• **INPUT DATA**
------------------------------------

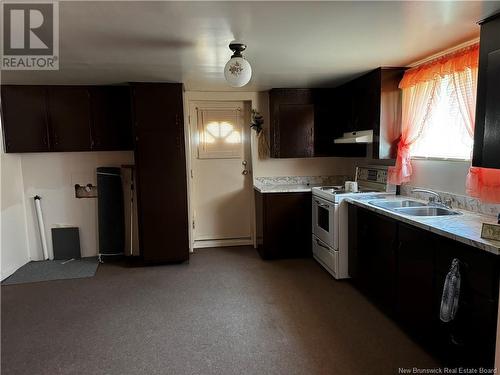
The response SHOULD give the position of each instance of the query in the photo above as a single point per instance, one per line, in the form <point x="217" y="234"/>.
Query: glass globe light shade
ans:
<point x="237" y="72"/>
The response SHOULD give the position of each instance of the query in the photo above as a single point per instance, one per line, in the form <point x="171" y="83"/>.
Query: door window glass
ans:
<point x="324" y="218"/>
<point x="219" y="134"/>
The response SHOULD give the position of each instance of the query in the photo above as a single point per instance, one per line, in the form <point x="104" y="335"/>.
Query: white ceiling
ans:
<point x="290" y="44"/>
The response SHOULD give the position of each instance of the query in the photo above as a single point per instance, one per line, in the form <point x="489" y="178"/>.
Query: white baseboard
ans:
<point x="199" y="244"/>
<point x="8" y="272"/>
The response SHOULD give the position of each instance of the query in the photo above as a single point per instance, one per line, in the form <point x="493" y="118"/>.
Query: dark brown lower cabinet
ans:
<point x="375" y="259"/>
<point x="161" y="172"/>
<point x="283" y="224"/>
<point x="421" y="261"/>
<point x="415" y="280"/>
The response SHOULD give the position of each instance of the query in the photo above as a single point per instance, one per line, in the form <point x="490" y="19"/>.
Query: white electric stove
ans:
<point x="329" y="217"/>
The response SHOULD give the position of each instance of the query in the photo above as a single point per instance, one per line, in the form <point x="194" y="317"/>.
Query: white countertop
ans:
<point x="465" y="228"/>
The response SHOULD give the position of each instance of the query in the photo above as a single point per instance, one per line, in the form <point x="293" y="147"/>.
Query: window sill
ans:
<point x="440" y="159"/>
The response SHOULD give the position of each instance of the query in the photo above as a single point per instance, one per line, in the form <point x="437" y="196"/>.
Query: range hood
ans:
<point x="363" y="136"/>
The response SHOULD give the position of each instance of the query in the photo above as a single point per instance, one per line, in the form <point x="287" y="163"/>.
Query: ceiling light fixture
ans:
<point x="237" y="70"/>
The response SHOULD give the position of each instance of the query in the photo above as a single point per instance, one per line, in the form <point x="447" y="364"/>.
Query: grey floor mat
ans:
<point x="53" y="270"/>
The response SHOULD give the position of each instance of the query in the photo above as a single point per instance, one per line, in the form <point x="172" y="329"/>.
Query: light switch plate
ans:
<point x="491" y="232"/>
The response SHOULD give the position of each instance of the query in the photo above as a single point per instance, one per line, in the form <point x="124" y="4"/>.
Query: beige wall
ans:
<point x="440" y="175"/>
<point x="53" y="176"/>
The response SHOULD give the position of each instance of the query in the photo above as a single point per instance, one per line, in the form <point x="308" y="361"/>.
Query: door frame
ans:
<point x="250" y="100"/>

------------------------------------

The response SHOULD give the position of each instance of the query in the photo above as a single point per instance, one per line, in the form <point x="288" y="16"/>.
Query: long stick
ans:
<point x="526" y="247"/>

------------------------------------

• **CHALLENGE**
Which lines of the material above contain the word "light"? Show each one, treating uppercase and lowercase as different.

• **SOLUTION TO THIS EXERCISE**
Query: glass globe light shade
Query: ceiling light fixture
Query: light switch plate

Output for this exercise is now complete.